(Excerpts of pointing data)
------------------------------------

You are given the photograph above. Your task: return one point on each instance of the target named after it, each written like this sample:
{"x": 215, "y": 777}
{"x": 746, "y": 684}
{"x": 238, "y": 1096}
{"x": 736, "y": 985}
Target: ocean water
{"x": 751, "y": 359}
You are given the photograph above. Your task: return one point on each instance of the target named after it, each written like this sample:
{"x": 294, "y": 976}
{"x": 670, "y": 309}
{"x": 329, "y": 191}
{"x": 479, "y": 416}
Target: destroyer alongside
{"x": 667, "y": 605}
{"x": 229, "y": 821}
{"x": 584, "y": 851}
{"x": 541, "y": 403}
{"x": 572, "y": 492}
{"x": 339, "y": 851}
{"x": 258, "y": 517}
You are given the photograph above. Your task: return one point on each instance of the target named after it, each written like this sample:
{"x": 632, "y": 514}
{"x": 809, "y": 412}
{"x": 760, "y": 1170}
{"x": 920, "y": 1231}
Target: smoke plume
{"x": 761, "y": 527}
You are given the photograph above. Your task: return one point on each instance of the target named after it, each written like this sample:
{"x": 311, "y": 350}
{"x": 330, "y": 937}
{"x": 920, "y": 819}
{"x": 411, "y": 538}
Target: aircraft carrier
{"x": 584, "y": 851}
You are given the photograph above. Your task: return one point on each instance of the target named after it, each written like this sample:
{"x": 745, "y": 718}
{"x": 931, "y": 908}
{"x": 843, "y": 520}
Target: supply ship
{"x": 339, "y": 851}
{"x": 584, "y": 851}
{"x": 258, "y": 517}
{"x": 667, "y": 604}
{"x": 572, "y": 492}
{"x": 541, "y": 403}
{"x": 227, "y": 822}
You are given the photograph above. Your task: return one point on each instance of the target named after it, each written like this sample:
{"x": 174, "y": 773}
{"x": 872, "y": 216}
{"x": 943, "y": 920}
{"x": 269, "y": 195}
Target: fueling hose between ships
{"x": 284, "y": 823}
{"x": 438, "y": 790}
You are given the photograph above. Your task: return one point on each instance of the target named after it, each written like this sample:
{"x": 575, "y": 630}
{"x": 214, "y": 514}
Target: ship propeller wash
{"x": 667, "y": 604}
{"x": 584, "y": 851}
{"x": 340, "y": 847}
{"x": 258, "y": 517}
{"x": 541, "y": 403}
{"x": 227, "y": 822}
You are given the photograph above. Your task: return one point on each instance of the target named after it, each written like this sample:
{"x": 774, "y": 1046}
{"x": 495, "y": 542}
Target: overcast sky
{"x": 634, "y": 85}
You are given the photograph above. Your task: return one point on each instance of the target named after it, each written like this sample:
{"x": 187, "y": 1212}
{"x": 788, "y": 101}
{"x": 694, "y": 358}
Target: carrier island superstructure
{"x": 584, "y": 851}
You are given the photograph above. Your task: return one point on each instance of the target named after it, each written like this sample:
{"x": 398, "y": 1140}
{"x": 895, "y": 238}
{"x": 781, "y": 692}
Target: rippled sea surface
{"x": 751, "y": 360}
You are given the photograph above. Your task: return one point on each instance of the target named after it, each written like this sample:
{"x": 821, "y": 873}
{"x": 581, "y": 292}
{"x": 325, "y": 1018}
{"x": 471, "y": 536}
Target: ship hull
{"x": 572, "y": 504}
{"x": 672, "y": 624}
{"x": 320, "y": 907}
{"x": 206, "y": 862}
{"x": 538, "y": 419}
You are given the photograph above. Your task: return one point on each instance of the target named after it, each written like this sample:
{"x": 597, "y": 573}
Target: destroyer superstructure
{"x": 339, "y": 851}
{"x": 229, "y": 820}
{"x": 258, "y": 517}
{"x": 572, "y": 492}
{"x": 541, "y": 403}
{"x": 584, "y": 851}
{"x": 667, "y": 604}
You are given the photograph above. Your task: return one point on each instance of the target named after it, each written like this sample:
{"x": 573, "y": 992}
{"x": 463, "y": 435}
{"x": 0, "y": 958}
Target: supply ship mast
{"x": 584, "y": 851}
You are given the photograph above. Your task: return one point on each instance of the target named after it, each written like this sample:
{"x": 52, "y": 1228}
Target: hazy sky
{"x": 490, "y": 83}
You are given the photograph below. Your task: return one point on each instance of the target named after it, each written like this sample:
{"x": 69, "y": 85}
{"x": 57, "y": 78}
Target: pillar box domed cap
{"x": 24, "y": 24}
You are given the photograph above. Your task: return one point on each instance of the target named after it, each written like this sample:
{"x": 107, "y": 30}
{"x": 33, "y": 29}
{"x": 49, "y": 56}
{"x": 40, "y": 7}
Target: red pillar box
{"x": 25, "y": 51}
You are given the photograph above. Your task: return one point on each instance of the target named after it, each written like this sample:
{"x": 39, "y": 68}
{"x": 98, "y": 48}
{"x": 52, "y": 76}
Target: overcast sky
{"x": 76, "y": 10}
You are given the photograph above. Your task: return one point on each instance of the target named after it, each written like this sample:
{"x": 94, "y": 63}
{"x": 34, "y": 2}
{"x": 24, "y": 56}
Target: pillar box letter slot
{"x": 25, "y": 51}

------------------------------------

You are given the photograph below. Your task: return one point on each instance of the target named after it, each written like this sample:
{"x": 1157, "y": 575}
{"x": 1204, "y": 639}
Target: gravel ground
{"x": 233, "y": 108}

------------------------------------

## EXERCISE PROMPT
Filter the records above and copy out each line containing the word "supply".

## SOLVED PROBLEM
Target: supply ship
Target: supply ship mast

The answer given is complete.